Start INFORMATION SUPPLIED
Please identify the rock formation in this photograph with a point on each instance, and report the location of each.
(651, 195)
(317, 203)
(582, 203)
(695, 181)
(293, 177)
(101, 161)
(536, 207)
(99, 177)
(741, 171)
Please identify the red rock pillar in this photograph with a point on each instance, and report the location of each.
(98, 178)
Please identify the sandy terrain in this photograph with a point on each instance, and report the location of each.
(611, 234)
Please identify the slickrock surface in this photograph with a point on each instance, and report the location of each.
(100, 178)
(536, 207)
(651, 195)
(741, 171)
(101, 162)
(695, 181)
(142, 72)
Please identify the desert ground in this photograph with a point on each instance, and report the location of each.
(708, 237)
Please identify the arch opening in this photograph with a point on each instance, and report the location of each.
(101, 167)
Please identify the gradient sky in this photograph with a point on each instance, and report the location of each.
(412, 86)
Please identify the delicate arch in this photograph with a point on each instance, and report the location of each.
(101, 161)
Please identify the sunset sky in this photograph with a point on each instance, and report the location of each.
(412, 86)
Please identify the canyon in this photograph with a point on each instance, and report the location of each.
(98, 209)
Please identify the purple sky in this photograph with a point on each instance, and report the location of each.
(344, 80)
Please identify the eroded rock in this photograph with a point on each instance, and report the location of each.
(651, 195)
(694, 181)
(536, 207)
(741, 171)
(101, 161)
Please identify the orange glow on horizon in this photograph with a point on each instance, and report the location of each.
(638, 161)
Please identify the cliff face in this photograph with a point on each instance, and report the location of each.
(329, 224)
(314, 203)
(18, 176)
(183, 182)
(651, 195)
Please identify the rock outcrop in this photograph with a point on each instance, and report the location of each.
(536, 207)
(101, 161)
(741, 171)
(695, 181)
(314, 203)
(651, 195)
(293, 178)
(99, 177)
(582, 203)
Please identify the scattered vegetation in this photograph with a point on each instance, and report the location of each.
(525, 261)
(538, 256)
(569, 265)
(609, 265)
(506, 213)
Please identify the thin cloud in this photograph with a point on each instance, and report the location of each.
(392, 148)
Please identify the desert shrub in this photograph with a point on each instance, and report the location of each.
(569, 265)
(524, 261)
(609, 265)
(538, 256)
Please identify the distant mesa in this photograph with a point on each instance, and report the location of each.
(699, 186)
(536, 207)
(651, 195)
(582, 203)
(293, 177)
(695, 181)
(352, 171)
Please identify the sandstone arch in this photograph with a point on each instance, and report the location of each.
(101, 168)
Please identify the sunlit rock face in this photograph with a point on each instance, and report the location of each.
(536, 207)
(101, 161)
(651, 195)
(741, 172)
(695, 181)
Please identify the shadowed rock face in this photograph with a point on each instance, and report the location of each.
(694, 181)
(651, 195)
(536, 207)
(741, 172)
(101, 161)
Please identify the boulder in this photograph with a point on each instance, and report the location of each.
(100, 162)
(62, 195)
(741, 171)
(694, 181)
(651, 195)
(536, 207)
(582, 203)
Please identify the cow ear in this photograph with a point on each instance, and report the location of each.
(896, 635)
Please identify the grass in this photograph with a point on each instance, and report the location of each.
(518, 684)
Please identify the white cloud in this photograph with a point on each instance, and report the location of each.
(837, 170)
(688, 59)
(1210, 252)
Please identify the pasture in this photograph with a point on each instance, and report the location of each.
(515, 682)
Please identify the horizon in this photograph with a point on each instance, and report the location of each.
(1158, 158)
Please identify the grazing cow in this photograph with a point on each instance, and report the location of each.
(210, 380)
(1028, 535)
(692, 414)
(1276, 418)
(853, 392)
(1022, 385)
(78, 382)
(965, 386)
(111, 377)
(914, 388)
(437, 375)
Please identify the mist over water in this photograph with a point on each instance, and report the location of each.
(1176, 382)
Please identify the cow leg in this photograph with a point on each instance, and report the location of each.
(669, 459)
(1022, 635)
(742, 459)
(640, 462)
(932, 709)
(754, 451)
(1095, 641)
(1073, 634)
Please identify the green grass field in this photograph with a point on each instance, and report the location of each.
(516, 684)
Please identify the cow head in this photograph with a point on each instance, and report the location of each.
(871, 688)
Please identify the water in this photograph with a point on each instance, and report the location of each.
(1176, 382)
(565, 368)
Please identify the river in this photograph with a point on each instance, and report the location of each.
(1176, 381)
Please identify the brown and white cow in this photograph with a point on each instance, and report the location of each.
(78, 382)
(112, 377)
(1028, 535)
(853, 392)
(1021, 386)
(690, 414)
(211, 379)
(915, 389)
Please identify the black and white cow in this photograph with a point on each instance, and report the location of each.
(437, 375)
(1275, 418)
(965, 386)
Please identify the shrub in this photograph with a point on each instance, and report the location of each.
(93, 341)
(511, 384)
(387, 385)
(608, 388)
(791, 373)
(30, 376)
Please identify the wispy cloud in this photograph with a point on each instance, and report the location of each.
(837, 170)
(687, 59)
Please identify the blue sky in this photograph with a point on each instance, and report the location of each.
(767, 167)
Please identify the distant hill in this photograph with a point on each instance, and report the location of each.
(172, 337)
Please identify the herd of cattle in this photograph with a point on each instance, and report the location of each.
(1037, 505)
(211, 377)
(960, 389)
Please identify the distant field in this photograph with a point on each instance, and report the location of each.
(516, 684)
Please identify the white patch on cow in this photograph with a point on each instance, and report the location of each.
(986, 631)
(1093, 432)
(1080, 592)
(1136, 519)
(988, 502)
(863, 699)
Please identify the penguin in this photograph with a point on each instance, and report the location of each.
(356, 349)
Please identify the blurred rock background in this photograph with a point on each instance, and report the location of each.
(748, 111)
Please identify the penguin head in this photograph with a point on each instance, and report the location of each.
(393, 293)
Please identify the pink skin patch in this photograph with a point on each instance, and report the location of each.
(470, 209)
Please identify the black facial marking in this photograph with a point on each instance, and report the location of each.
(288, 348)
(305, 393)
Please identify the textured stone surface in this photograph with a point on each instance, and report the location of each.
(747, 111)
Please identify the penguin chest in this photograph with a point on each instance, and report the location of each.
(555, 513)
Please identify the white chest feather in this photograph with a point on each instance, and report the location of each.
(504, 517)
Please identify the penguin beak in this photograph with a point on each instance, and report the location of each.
End INFORMATION SUPPLIED
### AIM OF THE TASK:
Rewrite every entry above as one numbered list, leaving out any blank lines.

### WRITTEN RESPONSE:
1. Please identify the rock formation in this photograph with a point on each instance, and report the location of each.
2. (651, 195)
3. (317, 203)
4. (582, 203)
5. (695, 181)
6. (293, 177)
7. (101, 161)
8. (536, 207)
9. (99, 177)
10. (741, 171)
11. Please identify the red rock pillar in this photograph with a point on each instance, and report the location of each.
12. (98, 178)
13. Please identify the sandy terrain in this photograph with a point on each instance, and report the location of each.
14. (611, 234)
15. Please identify the slickrock surface in this photograph with a point on each instance, and report the location of each.
16. (100, 178)
17. (536, 207)
18. (651, 195)
19. (741, 171)
20. (101, 162)
21. (695, 181)
22. (142, 72)
23. Please identify the desert ground in this photograph with a point on each instance, and report the location of each.
24. (708, 237)
25. Please identify the arch opening in this photograph with a point on each instance, and report the location of each.
26. (101, 167)
27. Please identify the gradient sky in this photograph with a point on each instance, and report the location of each.
28. (412, 86)
29. Please identify the delicate arch in this photograph with a point on each instance, and report the location of each.
30. (101, 161)
31. Please identify the sunset sky in this photograph with a point on each instance, and report the location of each.
32. (412, 86)
33. Please identify the canyon in this photograph with a point on each instance, and report the location of each.
34. (98, 209)
35. Please identify the purple sky in this photograph with a point on each instance, and report the location of each.
36. (344, 80)
37. Please identify the eroded rock in this photograph with a point on each instance, and report the location of each.
38. (651, 195)
39. (694, 181)
40. (536, 207)
41. (741, 171)
42. (101, 161)
43. Please identify the orange glow on horizon in this photograph with a point on each instance, and report the location of each.
44. (638, 161)
45. Please identify the cliff face in this photograph with a point on each instance, and report the location of each.
46. (329, 224)
47. (314, 203)
48. (18, 176)
49. (183, 182)
50. (651, 195)
51. Please identify the rock outcrop in this photograph with a point on each instance, and report the location of each.
52. (536, 207)
53. (101, 161)
54. (741, 171)
55. (695, 181)
56. (314, 203)
57. (651, 195)
58. (293, 178)
59. (99, 177)
60. (582, 203)
61. Please identify the scattered vegetation in this photograph with a point on each instance, and report the location of each.
62. (525, 261)
63. (538, 256)
64. (569, 265)
65. (609, 265)
66. (506, 213)
67. Please identify the thin cloud in this photograph with a point on each instance, and report the location of each.
68. (392, 148)
69. Please identify the desert shrub in this photograph with a point on each instance, and report the location of each.
70. (569, 265)
71. (524, 261)
72. (609, 265)
73. (538, 256)
74. Please identify the distant mesa in this photograph with a point on each instance, and report the location of each.
75. (699, 186)
76. (536, 207)
77. (651, 195)
78. (582, 203)
79. (293, 177)
80. (695, 181)
81. (352, 171)
82. Please identify the sandstone arch in this photograph with a point on each instance, and report the location of each.
83. (101, 168)
84. Please identify the sunlit rock face in this photograph with a point on each instance, and report the location of each.
85. (536, 207)
86. (101, 161)
87. (651, 195)
88. (741, 172)
89. (695, 181)
90. Please identify the shadowed rock face in this photograph with a point on each instance, and report the location of each.
91. (694, 181)
92. (651, 195)
93. (536, 207)
94. (741, 172)
95. (101, 161)
96. Please identify the boulder in this photograph with a point on each instance, and report the location of each.
97. (100, 162)
98. (62, 195)
99. (741, 171)
100. (694, 181)
101. (651, 195)
102. (536, 207)
103. (582, 203)
104. Please identify the cow ear in this photograph with a point on each instance, and report the location of each.
105. (896, 635)
106. Please identify the grass in this photograph with a point on each instance, and report the location of each.
107. (518, 684)
108. Please identify the white cloud in this photograph with a point on each instance, and report the location of each.
109. (837, 170)
110. (688, 59)
111. (1210, 252)
112. Please identify the pasture in this photograph with a point on each instance, and report the location of each.
113. (515, 682)
114. Please identify the horizon in this photograph with a point on each instance, and report the location of each.
115. (1158, 158)
116. Please identify the grazing cow in this photograph with a point on each instance, and report the location of each.
117. (210, 380)
118. (1028, 535)
119. (692, 414)
120. (1276, 418)
121. (853, 392)
122. (1022, 385)
123. (78, 382)
124. (965, 386)
125. (111, 377)
126. (914, 388)
127. (437, 375)
128. Please identify the mist over water in this photograph with a point on each instance, and report the location of each.
129. (1176, 382)
130. Please identify the cow leg in this photograph with a point on each instance, and report the location of each.
131. (669, 459)
132. (1022, 635)
133. (742, 459)
134. (640, 462)
135. (932, 709)
136. (754, 451)
137. (1095, 641)
138. (1073, 634)
139. Please identify the green grass field in this photograph with a point on each instance, and report the location of each.
140. (516, 684)
141. Please identify the cow head in this photograph with a point on each instance, and report the location of each.
142. (871, 688)
143. Please identify the water in this photograph with a point on each instance, and report the location of each.
144. (1176, 382)
145. (565, 368)
146. Please identify the river in this photograph with a point on each instance, and report the location of each.
147. (1176, 381)
148. Please identify the brown and white cow in this photograph with a point on each instance, and report the location of each.
149. (78, 382)
150. (112, 377)
151. (1028, 535)
152. (853, 392)
153. (1021, 386)
154. (690, 414)
155. (211, 379)
156. (915, 389)
157. Please identify the black and white cow in this photograph with a point on each instance, and report the location of each.
158. (437, 375)
159. (1275, 418)
160. (965, 386)
161. Please identify the shrub in this photograph with a point on each instance, and report the location of each.
162. (93, 341)
163. (511, 384)
164. (387, 385)
165. (608, 388)
166. (791, 373)
167. (30, 376)
168. Please identify the wispy cloud in this photograph with a point on each instance, and report the location of each.
169. (837, 170)
170. (687, 59)
171. Please identify the blue sky in this photograph with a point on each instance, and report the location of each.
172. (767, 167)
173. Please identify the distant hill in this photograph with a point on each instance, and report the location of each.
174. (172, 337)
175. Please identify the herd of cattle in this photograph with a point on each instance, and report the location of each.
176. (1037, 505)
177. (211, 377)
178. (960, 389)
179. Please identify the distant field in this photograph with a point on each instance, and report the location of each.
180. (516, 684)
181. Please identify the white patch on cow in this photograph with a point on each instance, and report the location of each.
182. (986, 631)
183. (1093, 432)
184. (1080, 592)
185. (1136, 519)
186. (988, 502)
187. (863, 699)
188. Please identify the penguin in this photograph with a point on each instance, and report the location of each.
189. (356, 349)
190. Please identify the blurred rock background in this photograph with a point on each instance, and report the location of each.
191. (748, 111)
192. Please identify the penguin head in this photograph with a point on each instance, and report the location of each.
193. (393, 293)
194. Please identify the pink skin patch in this photograph with a point on each instance, and report the location of each.
195. (470, 209)
196. Please identify the black facial marking in this photograph with a point on each instance, and report the location of each.
197. (288, 348)
198. (305, 393)
199. Please identify the textured stone surface in this photograph with a point on each instance, and report the location of each.
200. (747, 111)
201. Please identify the penguin chest in this photograph with a point on each instance, and report the location of each.
202. (555, 513)
203. Please identify the white chest feather in this photograph with a point on each instance, and report the location of each.
204. (504, 517)
205. Please identify the penguin beak in this photograph with a point on each instance, and report the location of each.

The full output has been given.